Records held in a dataset:
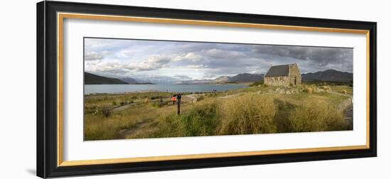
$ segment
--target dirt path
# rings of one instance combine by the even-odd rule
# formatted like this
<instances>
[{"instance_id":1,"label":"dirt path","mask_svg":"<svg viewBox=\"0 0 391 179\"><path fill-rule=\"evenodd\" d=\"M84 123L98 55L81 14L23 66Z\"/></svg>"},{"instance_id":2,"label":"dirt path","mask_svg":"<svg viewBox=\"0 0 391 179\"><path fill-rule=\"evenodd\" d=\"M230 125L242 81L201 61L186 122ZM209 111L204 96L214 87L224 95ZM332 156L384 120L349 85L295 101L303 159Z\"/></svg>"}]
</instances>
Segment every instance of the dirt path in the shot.
<instances>
[{"instance_id":1,"label":"dirt path","mask_svg":"<svg viewBox=\"0 0 391 179\"><path fill-rule=\"evenodd\" d=\"M153 121L146 120L143 121L141 122L139 122L136 124L136 126L132 129L122 129L119 131L119 134L122 139L127 139L127 136L133 135L136 134L139 130L141 129L143 129L144 127L146 126L148 124L151 124Z\"/></svg>"},{"instance_id":2,"label":"dirt path","mask_svg":"<svg viewBox=\"0 0 391 179\"><path fill-rule=\"evenodd\" d=\"M112 112L120 112L120 111L122 111L122 110L125 110L132 106L134 106L137 104L137 103L136 102L134 102L134 103L131 103L131 104L126 104L126 105L123 105L123 106L120 106L120 107L115 107L115 108L113 108L112 109Z\"/></svg>"}]
</instances>

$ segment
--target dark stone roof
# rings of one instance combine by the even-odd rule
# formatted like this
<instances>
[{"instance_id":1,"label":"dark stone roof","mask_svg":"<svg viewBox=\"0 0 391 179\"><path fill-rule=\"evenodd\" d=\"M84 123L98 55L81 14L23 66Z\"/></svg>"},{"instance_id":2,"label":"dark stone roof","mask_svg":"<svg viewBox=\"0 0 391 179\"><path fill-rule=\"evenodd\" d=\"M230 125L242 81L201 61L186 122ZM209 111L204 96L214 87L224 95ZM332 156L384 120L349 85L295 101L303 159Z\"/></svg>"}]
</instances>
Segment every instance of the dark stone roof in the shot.
<instances>
[{"instance_id":1,"label":"dark stone roof","mask_svg":"<svg viewBox=\"0 0 391 179\"><path fill-rule=\"evenodd\" d=\"M280 77L289 75L289 65L272 66L264 77Z\"/></svg>"}]
</instances>

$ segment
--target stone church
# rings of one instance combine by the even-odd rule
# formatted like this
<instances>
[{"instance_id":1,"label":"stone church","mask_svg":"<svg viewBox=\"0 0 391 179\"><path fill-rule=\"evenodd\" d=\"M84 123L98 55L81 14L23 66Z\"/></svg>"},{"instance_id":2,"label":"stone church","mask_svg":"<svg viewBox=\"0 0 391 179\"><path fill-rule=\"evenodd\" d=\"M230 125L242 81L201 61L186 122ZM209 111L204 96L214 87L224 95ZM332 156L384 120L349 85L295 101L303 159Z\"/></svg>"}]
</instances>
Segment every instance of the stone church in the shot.
<instances>
[{"instance_id":1,"label":"stone church","mask_svg":"<svg viewBox=\"0 0 391 179\"><path fill-rule=\"evenodd\" d=\"M301 74L297 64L272 66L264 75L264 84L271 86L297 86L301 85Z\"/></svg>"}]
</instances>

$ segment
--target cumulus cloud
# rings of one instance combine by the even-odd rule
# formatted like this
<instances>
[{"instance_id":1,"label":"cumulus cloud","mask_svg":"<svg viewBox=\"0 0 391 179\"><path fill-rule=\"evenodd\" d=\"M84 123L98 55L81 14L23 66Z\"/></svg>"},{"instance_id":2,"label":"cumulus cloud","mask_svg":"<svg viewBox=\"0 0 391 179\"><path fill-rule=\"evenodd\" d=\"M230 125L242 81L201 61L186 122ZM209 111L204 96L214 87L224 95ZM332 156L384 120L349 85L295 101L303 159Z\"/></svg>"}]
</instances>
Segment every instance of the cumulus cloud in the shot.
<instances>
[{"instance_id":1,"label":"cumulus cloud","mask_svg":"<svg viewBox=\"0 0 391 179\"><path fill-rule=\"evenodd\" d=\"M84 60L100 60L103 59L105 56L102 53L99 53L97 52L85 52L84 54Z\"/></svg>"},{"instance_id":2,"label":"cumulus cloud","mask_svg":"<svg viewBox=\"0 0 391 179\"><path fill-rule=\"evenodd\" d=\"M172 80L179 77L203 79L244 72L264 73L270 65L294 63L301 72L328 69L353 71L353 48L122 39L85 40L86 70L107 75L169 76Z\"/></svg>"},{"instance_id":3,"label":"cumulus cloud","mask_svg":"<svg viewBox=\"0 0 391 179\"><path fill-rule=\"evenodd\" d=\"M314 61L318 65L349 63L353 60L353 49L287 45L253 45L252 53L257 55L272 55L291 58L299 60Z\"/></svg>"}]
</instances>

Objective
Identify every line in the entries above that contains the string "cloud", and copy each of those lines.

Written solution
--target cumulus cloud
[{"instance_id":1,"label":"cumulus cloud","mask_svg":"<svg viewBox=\"0 0 391 179\"><path fill-rule=\"evenodd\" d=\"M84 123L98 55L81 14L23 66Z\"/></svg>"},{"instance_id":2,"label":"cumulus cloud","mask_svg":"<svg viewBox=\"0 0 391 179\"><path fill-rule=\"evenodd\" d=\"M230 125L242 81L201 61L186 122ZM209 111L204 96L214 87L224 95ZM332 156L384 120L349 85L295 101L303 159Z\"/></svg>"}]
Segment every instance of the cumulus cloud in the shot.
[{"instance_id":1,"label":"cumulus cloud","mask_svg":"<svg viewBox=\"0 0 391 179\"><path fill-rule=\"evenodd\" d=\"M84 60L100 60L103 59L105 56L102 53L99 53L97 52L85 52L84 54Z\"/></svg>"},{"instance_id":2,"label":"cumulus cloud","mask_svg":"<svg viewBox=\"0 0 391 179\"><path fill-rule=\"evenodd\" d=\"M172 80L179 77L203 79L244 72L264 73L270 65L294 63L301 72L328 69L353 71L353 48L122 39L85 40L86 70L107 75L169 76Z\"/></svg>"},{"instance_id":3,"label":"cumulus cloud","mask_svg":"<svg viewBox=\"0 0 391 179\"><path fill-rule=\"evenodd\" d=\"M314 61L318 65L349 63L353 60L353 49L287 45L253 45L252 53L257 55L272 55L291 58L299 60Z\"/></svg>"}]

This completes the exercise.